[Opening DATA SHOWN section]

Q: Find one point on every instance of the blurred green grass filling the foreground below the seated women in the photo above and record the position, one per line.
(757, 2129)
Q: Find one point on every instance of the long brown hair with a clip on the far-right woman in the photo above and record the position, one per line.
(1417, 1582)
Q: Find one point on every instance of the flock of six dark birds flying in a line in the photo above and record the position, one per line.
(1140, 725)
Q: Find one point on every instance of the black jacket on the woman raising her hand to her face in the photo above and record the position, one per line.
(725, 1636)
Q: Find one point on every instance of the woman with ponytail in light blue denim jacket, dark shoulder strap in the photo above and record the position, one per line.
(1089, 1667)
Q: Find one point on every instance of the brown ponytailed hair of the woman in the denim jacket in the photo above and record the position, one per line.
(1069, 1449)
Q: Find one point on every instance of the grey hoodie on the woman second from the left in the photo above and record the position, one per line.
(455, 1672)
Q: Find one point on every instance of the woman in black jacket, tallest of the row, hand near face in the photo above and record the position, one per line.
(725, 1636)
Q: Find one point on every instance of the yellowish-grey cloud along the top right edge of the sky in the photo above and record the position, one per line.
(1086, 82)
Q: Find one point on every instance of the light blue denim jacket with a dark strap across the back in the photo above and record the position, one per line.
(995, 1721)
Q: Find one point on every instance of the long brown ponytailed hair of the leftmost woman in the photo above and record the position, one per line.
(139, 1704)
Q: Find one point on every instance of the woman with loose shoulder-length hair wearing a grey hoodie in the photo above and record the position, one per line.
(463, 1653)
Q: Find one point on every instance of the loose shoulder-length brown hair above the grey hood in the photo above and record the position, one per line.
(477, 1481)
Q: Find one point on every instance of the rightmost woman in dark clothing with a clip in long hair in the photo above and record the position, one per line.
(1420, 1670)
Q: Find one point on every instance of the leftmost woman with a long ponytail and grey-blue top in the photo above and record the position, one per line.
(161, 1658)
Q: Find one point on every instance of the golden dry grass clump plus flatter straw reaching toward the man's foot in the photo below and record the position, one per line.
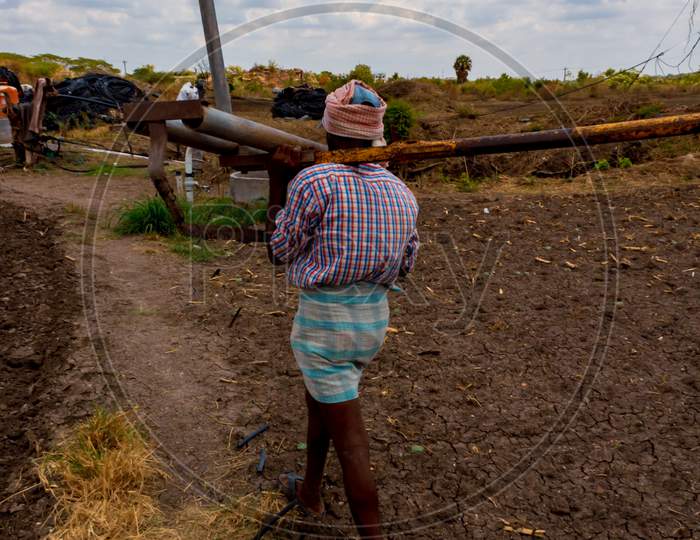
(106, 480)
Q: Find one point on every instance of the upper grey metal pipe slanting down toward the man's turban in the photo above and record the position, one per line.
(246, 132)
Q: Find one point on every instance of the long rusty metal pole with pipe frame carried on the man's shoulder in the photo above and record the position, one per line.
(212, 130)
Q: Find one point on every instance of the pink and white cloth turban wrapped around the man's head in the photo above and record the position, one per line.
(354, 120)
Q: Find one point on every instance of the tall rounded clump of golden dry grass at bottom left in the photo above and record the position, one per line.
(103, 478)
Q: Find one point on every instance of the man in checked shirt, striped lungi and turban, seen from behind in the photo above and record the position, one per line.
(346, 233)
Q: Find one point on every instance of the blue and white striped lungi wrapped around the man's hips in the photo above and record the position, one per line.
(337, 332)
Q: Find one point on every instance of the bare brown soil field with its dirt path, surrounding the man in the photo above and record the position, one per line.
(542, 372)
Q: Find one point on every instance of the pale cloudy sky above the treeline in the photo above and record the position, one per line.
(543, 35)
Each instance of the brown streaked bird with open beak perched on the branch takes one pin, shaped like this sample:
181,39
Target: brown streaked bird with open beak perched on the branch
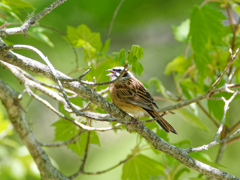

[Closing DATA SHOWN section]
[Opening DATA SHOWN section]

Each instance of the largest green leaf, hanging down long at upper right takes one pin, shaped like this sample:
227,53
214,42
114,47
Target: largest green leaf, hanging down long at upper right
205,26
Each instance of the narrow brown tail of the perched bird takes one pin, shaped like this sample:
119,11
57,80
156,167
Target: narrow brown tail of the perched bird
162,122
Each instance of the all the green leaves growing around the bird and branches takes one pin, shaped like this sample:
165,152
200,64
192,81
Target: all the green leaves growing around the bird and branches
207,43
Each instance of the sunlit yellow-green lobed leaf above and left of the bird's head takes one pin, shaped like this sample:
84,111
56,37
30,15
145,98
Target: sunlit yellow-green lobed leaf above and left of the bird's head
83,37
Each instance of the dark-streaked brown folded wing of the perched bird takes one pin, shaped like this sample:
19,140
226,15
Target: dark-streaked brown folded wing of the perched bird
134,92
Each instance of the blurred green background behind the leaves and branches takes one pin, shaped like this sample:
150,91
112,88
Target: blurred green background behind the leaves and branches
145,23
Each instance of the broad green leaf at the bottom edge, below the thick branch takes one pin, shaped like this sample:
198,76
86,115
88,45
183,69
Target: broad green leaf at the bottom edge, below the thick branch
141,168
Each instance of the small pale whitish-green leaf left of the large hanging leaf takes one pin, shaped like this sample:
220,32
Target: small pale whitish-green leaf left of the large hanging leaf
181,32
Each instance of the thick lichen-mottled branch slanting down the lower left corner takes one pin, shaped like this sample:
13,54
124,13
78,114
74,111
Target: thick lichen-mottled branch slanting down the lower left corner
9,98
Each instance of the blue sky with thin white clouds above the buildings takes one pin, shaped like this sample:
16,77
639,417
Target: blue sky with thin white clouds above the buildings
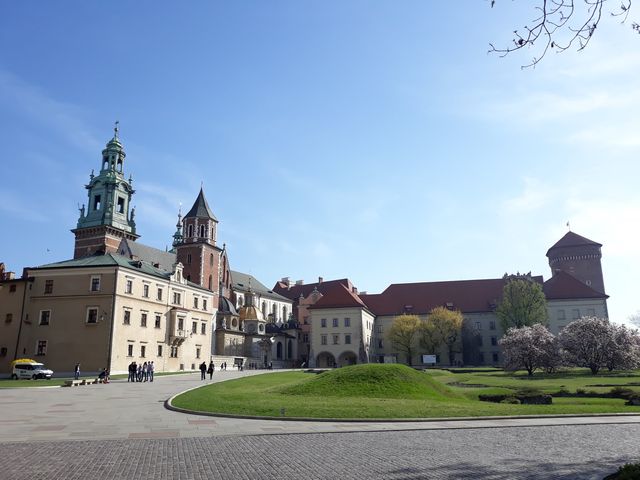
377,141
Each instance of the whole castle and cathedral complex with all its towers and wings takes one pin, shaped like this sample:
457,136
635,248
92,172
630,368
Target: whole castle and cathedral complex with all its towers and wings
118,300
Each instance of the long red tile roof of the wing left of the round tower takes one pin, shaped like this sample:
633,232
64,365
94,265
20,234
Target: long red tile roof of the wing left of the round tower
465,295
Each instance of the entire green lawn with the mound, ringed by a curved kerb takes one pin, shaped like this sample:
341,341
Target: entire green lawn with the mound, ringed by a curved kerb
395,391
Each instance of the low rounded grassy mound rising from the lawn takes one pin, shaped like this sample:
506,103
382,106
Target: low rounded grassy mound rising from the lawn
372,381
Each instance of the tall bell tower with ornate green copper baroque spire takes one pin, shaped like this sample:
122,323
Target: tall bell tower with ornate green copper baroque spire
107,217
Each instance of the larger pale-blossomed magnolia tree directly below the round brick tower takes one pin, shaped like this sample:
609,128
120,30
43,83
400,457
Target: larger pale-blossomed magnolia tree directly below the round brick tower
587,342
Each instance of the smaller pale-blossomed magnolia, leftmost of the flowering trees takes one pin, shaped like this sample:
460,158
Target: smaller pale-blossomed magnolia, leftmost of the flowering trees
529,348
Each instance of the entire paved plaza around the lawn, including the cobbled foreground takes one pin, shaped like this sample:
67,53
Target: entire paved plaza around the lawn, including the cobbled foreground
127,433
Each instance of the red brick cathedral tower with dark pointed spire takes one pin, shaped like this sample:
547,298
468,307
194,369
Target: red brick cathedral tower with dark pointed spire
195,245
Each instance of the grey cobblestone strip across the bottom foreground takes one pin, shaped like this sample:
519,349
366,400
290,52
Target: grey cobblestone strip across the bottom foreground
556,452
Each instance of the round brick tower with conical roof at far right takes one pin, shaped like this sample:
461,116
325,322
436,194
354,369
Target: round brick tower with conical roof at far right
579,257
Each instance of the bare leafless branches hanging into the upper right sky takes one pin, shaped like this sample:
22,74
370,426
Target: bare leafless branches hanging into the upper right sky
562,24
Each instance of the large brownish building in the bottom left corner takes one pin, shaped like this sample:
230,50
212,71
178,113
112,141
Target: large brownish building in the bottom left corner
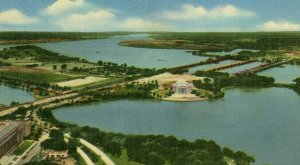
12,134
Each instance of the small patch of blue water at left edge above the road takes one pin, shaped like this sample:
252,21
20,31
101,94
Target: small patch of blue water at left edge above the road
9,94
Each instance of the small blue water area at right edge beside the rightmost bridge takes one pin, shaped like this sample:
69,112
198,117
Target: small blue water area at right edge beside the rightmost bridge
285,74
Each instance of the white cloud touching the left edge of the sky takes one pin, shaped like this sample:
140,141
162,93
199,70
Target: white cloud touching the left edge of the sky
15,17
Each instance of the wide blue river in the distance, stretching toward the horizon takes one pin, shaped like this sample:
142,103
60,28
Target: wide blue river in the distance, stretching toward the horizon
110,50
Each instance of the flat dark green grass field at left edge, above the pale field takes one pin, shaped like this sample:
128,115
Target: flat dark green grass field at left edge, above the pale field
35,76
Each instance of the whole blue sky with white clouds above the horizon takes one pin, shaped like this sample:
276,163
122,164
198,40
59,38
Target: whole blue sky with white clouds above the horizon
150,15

[Closing DATA SHOWN section]
[Opening DATA SHOWN section]

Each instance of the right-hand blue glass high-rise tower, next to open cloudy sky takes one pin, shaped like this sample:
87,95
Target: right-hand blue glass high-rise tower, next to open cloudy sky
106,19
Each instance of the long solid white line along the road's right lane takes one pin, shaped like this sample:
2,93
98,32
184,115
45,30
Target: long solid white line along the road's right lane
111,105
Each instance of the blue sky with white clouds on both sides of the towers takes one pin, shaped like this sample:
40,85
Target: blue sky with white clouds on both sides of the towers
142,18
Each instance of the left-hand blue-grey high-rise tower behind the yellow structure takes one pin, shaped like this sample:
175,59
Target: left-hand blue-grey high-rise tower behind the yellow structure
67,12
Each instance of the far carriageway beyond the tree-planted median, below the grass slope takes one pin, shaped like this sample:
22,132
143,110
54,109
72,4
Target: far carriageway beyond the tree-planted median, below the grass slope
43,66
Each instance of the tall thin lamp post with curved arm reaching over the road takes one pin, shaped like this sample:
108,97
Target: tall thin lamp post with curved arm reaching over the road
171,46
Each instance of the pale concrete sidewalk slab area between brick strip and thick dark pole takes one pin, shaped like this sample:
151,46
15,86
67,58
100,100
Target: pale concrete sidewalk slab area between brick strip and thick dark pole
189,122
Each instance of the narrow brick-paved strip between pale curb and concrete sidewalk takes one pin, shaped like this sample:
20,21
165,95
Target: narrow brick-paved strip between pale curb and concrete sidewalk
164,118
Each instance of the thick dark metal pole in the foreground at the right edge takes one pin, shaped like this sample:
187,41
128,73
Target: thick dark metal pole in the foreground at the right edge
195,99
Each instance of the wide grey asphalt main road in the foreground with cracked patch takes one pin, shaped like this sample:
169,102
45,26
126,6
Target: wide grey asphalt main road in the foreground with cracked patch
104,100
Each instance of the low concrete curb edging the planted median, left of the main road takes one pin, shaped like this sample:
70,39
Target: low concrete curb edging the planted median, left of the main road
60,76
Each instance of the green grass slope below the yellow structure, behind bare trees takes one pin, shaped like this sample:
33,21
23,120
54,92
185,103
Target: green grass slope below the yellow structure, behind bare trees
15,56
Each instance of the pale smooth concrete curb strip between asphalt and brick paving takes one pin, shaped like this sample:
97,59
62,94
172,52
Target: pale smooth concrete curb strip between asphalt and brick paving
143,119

[Closing DATA SHOWN section]

• **WORK REQUEST**
Go through the listing above and pull out each line containing the word "beak".

• **TASK ANSWER**
Each instance of the brown streaked bird with open beak perched on the branch takes one pin, shaped like this sample:
Target: brown streaked bird with open beak perched on the branch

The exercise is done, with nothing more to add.